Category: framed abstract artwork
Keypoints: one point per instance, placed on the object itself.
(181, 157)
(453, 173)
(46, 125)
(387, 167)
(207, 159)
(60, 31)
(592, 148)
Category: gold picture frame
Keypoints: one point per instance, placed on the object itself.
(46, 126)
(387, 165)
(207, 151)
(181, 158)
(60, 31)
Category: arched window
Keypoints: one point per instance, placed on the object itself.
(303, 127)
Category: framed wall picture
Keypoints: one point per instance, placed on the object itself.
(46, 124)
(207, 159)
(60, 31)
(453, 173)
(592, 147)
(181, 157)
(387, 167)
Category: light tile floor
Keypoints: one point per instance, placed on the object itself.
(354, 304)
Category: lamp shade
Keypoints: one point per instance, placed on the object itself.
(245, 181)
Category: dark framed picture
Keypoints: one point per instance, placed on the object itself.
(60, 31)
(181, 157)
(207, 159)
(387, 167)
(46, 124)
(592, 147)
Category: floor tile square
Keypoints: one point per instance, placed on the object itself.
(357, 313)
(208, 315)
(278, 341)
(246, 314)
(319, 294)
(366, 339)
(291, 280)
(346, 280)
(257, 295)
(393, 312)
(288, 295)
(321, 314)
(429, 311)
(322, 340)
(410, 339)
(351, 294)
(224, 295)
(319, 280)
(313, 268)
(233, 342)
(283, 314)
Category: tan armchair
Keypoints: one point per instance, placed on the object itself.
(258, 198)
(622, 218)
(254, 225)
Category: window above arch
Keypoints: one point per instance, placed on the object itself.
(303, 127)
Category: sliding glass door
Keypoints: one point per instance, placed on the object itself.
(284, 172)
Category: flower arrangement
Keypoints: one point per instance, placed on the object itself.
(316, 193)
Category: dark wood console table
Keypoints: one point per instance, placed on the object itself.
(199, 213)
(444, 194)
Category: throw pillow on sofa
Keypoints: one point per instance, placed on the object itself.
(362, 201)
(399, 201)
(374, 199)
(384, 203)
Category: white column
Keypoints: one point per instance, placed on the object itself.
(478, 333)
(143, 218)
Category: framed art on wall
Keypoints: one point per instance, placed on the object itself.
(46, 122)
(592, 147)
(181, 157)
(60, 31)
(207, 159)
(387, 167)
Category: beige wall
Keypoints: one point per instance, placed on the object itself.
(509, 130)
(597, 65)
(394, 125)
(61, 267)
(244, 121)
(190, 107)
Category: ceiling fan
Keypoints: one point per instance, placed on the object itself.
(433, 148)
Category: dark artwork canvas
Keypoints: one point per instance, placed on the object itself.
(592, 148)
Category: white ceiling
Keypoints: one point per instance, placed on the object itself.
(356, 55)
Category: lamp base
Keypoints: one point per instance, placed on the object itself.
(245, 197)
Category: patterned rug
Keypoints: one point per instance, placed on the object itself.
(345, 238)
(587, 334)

--- --- ---

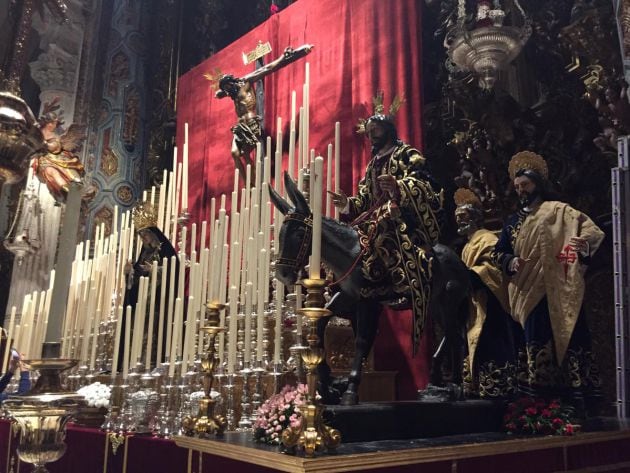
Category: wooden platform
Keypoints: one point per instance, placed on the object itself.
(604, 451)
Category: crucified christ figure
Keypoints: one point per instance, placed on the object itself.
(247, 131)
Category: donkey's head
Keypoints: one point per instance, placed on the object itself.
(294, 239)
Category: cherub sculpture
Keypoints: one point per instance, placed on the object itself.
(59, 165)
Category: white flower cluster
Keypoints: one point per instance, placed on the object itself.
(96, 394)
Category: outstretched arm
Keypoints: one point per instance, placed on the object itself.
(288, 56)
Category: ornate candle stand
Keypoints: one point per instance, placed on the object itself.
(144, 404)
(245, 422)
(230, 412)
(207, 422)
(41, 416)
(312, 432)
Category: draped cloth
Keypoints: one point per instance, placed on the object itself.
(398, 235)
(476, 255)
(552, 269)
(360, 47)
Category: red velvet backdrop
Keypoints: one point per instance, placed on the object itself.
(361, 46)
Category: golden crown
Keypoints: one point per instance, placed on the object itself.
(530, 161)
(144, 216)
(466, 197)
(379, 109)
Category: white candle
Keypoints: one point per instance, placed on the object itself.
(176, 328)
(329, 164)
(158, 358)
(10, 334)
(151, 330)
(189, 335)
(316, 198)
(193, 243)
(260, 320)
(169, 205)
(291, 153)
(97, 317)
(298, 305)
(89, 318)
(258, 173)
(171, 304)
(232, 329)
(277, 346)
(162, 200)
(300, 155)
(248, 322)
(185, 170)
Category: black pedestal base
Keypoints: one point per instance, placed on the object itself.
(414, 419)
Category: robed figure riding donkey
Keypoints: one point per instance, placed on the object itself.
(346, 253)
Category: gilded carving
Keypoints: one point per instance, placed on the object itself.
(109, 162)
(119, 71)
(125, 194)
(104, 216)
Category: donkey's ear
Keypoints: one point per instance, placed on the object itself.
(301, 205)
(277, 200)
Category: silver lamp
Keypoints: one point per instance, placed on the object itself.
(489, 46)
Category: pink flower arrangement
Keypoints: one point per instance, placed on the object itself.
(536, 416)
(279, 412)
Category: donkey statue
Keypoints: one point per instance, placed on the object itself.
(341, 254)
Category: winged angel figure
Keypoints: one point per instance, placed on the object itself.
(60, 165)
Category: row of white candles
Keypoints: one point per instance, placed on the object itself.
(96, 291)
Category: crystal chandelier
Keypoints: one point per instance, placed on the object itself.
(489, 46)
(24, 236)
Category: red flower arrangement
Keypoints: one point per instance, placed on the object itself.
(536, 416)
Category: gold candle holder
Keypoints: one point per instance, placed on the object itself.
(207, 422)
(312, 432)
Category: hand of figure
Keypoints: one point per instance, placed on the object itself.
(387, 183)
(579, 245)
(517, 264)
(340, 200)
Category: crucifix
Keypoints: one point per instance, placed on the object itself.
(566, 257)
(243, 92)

--- --- ---

■ Aim of the exercise
Which lines in the records above contain the word "arrangement"? Return each of them.

■ Answer section
Category: flower arrangement
Category: pink flower arrangement
Category: red flower arrangement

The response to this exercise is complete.